Selon l'extrait des débats sur les amendements, quelle durée d'incapacité totale de travail l'article additionnel proposé fixe-t-il comme seuil ?

▶ Extrait du document:
○ ○ ○ ○

L’amendement n° 87 rectifié est présenté par Mme Laborde, M. Arnell, Mme M. Carrère, MM. Collin, Corbisez et Dantec, Mme Jouve et MM. Léonhardt et Menonville.
L’amendement n° 115 rectifié bis est présenté par Mmes Cohen et Benbassa, M. Collombat, Mme Assassi, M. Bocquet, Mmes Brulin et Cukierman, MM. Gay et Gontard, Mme Gréaume, MM. P. Laurent et Ouzoulias, Mme Prunaud, M. Savoldelli et Mme Apourceau-Poly.
Ces quatre amendements sont ainsi libellés :
Après l’article 3 bis
Insérer un article additionnel ainsi rédigé :
Après le 1° de l’article 222-28 du code pénal, il est inséré un alinéa ainsi rédigé :
« …° Lorsqu’elle a entraîné une incapacité totale de travail (ITT) supérieure à huit jours ; ».
La parole est à Mme Laurence Rossignol, pour présenter l’amendement n° 63 rectifié.
Mme Laurence Rossignol. Cet amendement tend à tirer les conséquences d’une recommandation du rapport d’information de la délégation aux droits des femmes. Il s’agit de créer une circonstance aggravante pour les agressions sexuelles, autres que le viol, ayant entraîné une incapacité totale de travail, ou ITT, supérieure à huit jours. Cette disposition permet aussi d’évaluer la gravité de l’atteinte, physique ou psychologique, portée à la victime.

○ ○ ○ ○

▶ Données fournies:
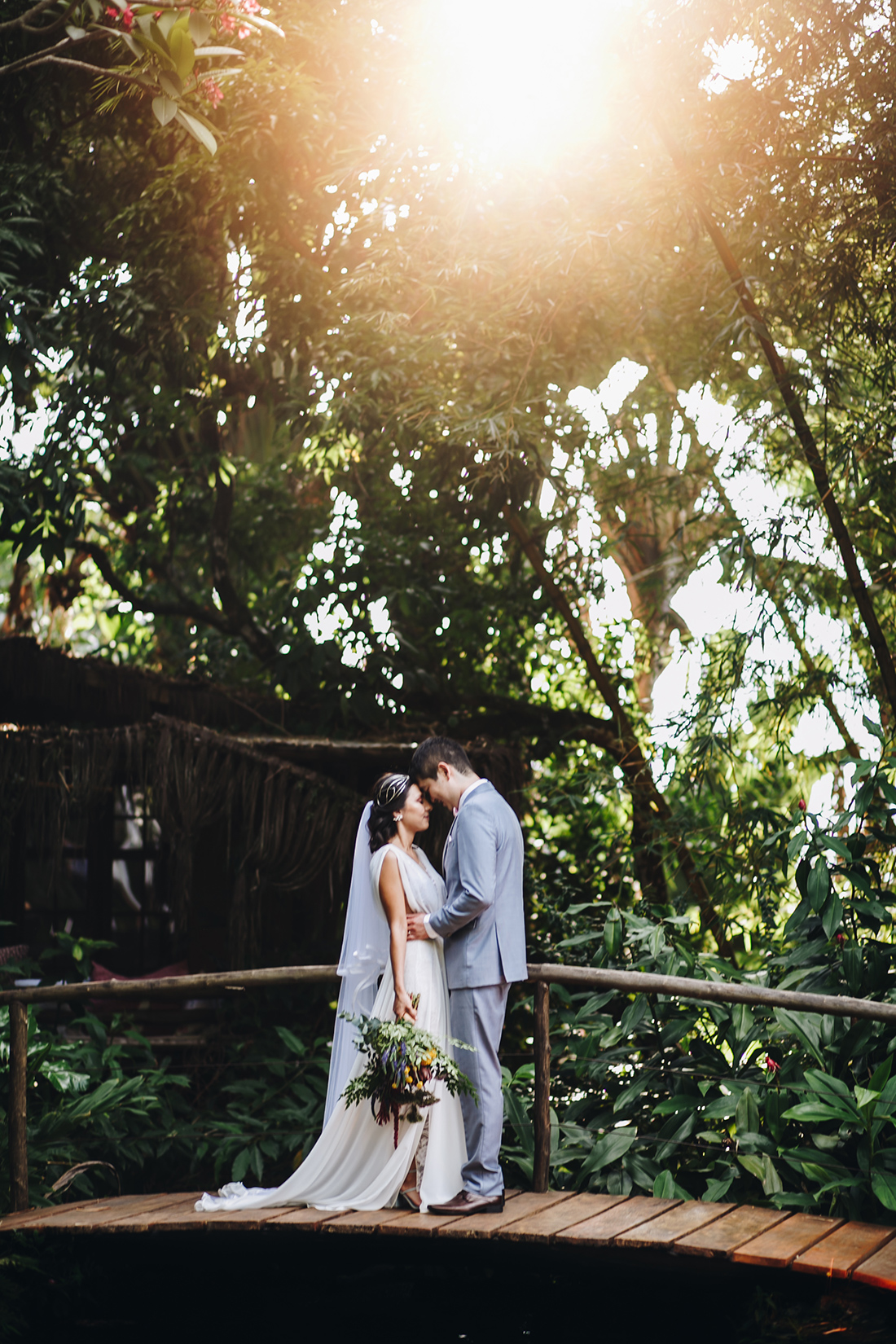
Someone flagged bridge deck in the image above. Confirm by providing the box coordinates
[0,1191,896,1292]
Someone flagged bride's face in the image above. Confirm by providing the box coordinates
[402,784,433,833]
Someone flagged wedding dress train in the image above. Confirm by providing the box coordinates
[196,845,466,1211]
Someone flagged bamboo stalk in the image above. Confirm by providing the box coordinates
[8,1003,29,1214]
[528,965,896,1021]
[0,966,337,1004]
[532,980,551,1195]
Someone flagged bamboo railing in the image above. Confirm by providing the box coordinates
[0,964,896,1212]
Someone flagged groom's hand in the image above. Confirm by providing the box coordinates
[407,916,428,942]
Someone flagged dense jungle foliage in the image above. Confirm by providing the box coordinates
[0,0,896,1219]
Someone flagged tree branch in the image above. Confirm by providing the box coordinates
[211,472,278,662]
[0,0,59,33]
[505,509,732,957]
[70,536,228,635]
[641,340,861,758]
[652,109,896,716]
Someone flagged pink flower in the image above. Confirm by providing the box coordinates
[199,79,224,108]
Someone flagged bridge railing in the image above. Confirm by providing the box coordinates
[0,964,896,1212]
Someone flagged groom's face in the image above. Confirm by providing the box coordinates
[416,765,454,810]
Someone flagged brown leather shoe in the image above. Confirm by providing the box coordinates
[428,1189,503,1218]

○ ○ ○ ○

▶ Corrigé: Une incapacité totale de travail (ITT) supérieure à huit jours.